**Work instructions**
A) Write out the passage on the White House and the "imminent threat" label from "It may be true" up to and including "with the term.".
B) In the passage on the White House and the "imminent threat" label, which outlet's pre-war interview included Dan Bartlett being asked whether Saddam Hussein was an imminent threat?

::: Quoted passage :::

It may be true that White House officials didn’t use the term, but on a number of occasions administration spokespersons energetically agreed with the term.

Before the attack on Iraq, on October 16, 2002, White House press secretary Ari Fleischer was questioned: “The president has been saying that the threat from Iraq is imminent, that we have to act now to disarm the country of its weapons of mass destruction, and that it has to allow the U.N. inspectors in, unfettered, no conditions, so forth.” Fleischer’s answer: “Yes.” Months later, early in the occupation of Iraq (5/7/03), Fleischer was asked: “Well, we went to war, didn’t we, to find these—because we said that these weapons were a direct and imminent threat to the United States? Isn’t that true?” Fleischer responded, “Absolutely.”

In a pre-war interview with CNN’s Wolf Blitzer (Late Edition With Wolf Blitzer, 1/26/03), White House communications director Dan Bartlett was asked, “Is [Saddam Hussein] an imminent threat to U.S. interests, either in that part of the world or to Americans right here at home?” Bartlett’s unequivocal answer: “Well, of course he is.”

The same day in late January (1/27/04) when McClellan denied the administration had ever used the term, Bush’s own campaign website praised conservative columnist Kathleen Parker (Chicago Tribune, 10/8/03) for citing facts that, in the campaign’s words, “indeed prove that conditions in Iraq posed an imminent threat to the United States and the world.”

“Adapting the concept”

Some of the White House’s defenders claimed the administration had argued against waiting until Iraq became an imminent threat. Many cited the 2003 State of the Union message where the president said: “Some have said we must not act until the threat is imminent. Since when have terrorists and tyrants announced their intentions, politely putting us on notice before they strike? If this threat is permitted to fully and suddenly emerge, all actions, all words and all recriminations would come too late.”

::: Data section :::

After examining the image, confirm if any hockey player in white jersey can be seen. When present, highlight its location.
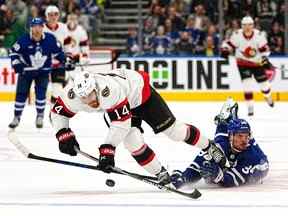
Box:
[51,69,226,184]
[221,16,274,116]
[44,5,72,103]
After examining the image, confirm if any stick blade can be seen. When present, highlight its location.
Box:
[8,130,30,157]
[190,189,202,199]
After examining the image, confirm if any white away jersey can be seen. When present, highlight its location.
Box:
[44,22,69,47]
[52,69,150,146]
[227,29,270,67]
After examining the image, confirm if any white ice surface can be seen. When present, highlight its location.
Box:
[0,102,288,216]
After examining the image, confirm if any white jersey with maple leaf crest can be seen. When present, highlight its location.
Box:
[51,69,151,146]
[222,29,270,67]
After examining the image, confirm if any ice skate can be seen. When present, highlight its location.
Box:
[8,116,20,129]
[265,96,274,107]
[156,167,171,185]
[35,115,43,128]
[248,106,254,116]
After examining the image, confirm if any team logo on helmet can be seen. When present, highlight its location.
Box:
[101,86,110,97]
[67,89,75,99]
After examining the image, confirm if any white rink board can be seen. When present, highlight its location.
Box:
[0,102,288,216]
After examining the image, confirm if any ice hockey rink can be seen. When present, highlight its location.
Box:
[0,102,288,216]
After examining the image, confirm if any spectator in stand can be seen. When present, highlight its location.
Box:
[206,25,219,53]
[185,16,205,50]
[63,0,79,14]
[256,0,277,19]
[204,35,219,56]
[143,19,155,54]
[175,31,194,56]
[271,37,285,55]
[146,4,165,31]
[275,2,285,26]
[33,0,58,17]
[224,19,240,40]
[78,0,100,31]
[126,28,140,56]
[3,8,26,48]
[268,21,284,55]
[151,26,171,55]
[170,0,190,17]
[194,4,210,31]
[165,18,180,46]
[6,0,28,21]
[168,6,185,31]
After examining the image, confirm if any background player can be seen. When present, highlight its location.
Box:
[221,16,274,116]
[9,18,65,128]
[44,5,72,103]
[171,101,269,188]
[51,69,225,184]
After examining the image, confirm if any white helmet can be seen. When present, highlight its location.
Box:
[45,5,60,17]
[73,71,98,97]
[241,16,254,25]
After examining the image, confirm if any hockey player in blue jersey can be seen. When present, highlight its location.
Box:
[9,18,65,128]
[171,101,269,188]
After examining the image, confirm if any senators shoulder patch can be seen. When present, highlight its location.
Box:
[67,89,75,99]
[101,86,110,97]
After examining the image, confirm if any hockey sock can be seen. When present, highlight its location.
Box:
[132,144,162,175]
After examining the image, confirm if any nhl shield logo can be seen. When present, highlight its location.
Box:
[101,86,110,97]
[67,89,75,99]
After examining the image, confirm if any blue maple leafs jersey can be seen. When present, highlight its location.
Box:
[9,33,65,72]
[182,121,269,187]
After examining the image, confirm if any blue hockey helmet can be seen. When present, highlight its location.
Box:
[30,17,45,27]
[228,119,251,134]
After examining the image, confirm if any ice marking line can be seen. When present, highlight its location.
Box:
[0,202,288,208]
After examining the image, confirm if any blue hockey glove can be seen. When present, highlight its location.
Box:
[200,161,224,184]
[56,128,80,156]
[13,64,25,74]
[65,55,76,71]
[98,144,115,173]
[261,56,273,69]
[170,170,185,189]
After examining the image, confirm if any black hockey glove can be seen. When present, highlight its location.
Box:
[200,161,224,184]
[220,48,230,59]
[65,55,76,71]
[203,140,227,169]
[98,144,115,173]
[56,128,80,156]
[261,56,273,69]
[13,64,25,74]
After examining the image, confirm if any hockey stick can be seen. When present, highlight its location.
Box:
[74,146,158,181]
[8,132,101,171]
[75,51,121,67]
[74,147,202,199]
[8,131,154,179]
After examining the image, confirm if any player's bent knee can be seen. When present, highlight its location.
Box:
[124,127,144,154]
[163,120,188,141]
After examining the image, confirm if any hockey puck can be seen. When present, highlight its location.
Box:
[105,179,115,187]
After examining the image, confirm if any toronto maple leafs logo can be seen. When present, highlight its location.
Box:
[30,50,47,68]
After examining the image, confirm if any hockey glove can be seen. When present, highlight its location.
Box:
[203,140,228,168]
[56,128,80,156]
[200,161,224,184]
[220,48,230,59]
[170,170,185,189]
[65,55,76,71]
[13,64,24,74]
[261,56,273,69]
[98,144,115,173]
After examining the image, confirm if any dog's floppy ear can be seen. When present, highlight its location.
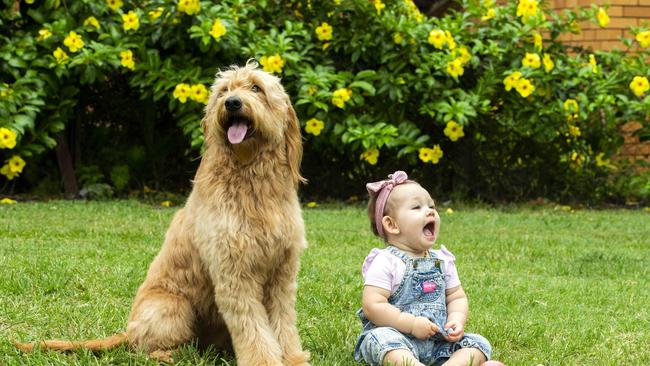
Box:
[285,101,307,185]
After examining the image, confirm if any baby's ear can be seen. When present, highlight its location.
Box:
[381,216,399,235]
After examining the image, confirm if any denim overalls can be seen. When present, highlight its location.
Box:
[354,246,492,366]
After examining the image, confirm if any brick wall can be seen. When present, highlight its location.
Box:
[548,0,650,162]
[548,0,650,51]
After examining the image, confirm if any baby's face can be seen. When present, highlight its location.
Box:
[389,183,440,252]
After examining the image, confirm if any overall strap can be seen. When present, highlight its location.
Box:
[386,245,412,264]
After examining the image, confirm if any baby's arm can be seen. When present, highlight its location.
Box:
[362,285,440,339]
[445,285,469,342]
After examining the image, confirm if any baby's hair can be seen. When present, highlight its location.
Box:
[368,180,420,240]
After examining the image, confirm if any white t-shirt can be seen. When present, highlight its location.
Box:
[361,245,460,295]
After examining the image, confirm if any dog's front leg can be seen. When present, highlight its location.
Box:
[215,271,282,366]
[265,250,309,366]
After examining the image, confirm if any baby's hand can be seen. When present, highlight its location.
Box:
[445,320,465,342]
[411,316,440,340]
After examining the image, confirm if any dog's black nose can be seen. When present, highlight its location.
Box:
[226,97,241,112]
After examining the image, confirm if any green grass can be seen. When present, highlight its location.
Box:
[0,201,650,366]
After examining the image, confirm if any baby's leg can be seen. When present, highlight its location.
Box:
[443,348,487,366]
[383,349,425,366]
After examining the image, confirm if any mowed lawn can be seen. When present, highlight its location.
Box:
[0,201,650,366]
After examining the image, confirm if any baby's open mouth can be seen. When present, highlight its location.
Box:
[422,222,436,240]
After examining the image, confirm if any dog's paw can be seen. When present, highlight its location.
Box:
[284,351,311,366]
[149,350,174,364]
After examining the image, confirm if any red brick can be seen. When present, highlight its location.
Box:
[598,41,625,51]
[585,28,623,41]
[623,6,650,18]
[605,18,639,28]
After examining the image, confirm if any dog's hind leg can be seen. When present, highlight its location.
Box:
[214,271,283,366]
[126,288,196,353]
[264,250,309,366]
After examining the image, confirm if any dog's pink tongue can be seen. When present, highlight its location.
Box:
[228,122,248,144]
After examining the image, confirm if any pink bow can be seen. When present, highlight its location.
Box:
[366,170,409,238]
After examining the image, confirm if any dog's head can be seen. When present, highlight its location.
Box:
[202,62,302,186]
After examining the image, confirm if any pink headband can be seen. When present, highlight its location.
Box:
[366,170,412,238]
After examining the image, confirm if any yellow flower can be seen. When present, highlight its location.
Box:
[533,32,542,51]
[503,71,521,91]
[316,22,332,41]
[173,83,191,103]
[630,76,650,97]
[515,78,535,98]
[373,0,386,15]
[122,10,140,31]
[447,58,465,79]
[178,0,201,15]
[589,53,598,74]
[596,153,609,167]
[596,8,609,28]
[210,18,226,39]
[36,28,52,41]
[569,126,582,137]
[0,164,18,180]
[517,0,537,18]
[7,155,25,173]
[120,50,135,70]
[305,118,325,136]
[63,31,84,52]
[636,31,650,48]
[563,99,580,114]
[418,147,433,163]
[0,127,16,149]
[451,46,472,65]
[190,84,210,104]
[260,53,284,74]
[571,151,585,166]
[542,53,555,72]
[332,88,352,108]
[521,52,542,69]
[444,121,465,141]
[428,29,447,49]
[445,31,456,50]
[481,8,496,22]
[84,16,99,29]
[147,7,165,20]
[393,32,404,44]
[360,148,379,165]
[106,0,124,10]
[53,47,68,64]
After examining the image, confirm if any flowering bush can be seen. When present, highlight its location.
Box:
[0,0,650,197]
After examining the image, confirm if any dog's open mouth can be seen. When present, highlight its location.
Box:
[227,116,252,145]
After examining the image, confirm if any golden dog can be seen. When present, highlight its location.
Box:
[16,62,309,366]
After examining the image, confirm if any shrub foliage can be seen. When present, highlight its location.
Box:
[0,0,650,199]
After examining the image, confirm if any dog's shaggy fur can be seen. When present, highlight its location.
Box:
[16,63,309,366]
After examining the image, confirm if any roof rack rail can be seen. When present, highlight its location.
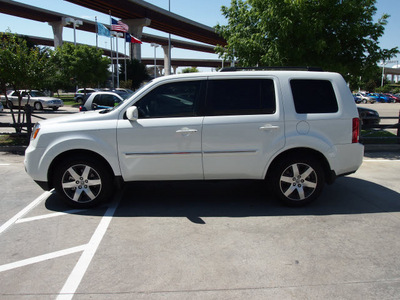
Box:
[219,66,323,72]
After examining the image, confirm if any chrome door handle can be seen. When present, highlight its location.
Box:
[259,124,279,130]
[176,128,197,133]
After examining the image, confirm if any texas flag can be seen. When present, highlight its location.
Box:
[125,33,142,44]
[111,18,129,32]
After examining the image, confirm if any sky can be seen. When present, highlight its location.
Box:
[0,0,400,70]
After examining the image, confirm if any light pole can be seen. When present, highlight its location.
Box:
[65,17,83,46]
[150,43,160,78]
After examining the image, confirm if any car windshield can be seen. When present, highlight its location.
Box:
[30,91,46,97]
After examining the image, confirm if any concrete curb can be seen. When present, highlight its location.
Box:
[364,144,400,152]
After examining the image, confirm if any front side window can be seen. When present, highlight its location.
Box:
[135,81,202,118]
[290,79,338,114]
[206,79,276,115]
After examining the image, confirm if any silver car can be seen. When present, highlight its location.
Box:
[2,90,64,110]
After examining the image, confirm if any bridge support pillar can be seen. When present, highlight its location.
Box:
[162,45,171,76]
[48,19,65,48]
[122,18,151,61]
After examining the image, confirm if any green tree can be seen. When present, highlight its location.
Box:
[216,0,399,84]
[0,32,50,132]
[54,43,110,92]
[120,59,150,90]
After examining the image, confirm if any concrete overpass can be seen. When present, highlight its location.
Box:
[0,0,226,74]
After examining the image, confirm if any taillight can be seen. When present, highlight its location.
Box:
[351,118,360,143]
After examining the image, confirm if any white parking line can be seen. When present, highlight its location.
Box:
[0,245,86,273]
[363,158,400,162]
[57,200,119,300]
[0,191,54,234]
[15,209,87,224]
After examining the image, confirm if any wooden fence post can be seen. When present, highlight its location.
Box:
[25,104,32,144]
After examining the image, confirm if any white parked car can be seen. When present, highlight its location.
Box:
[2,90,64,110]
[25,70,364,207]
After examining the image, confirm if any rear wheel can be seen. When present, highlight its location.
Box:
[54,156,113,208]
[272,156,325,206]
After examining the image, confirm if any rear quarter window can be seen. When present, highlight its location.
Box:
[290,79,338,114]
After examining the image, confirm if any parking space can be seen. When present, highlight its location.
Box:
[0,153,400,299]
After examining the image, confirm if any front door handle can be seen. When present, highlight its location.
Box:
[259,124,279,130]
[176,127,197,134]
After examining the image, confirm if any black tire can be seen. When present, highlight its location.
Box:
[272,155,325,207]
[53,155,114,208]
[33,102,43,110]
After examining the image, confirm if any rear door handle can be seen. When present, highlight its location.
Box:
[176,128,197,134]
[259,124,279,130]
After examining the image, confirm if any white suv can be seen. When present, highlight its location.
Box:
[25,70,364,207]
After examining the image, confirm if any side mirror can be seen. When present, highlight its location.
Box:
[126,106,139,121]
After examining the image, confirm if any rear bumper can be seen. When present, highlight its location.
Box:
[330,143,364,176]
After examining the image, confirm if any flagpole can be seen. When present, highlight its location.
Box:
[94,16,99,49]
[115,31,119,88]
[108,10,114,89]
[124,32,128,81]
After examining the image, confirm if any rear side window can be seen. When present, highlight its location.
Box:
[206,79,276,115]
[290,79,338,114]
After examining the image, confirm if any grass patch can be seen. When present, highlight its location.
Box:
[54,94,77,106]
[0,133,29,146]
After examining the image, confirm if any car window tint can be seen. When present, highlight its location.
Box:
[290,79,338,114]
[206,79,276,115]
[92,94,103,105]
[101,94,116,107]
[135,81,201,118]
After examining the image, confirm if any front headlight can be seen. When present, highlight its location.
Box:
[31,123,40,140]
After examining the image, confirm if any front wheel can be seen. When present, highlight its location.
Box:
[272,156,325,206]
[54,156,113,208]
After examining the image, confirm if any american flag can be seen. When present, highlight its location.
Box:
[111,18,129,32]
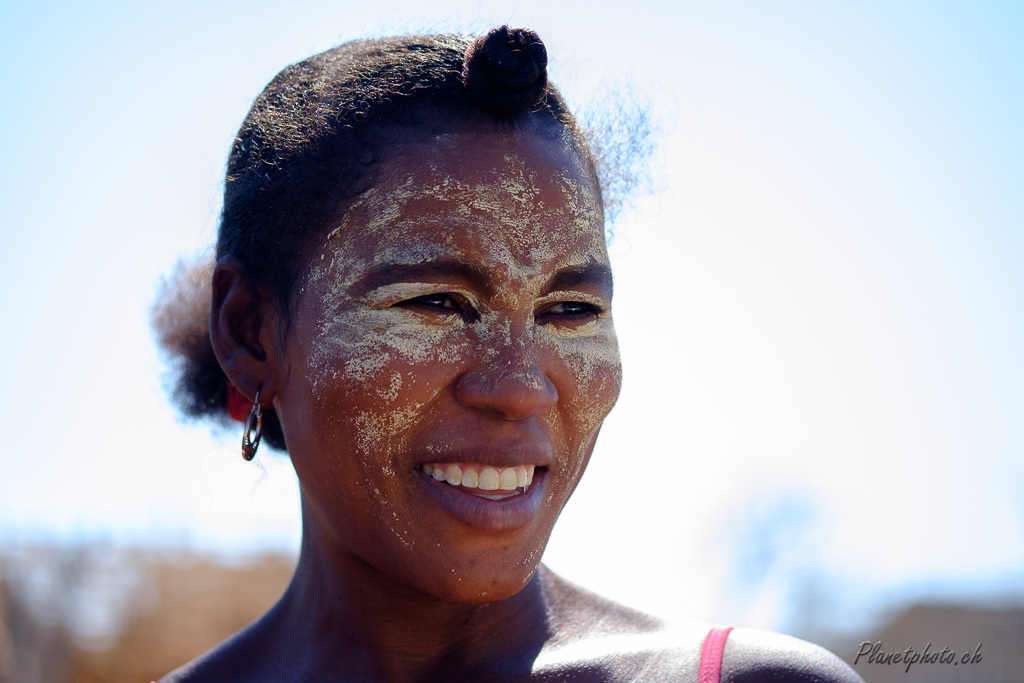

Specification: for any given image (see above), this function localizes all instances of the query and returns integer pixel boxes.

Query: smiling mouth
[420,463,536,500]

:::

**Answers for each item**
A)
It may be true that White House officials didn’t use the term, but on a number of occasions administration spokespersons energetically agreed with the term.

B) CNN, on Late Edition With Wolf Blitzer.